== Work required ==
In the data below, swap each "dried" for "withered" and reproduce every line otherwise unchanged.

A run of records
+++
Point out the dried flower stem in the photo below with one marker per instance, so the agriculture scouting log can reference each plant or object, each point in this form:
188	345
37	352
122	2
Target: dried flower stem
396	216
+++
== Answer in full ==
Point out the withered flower stem in the photo below with one marker per instance, so the agriculture scouting log can reference each plant or object, each point in this form:
188	345
37	352
122	2
Target: withered flower stem
396	216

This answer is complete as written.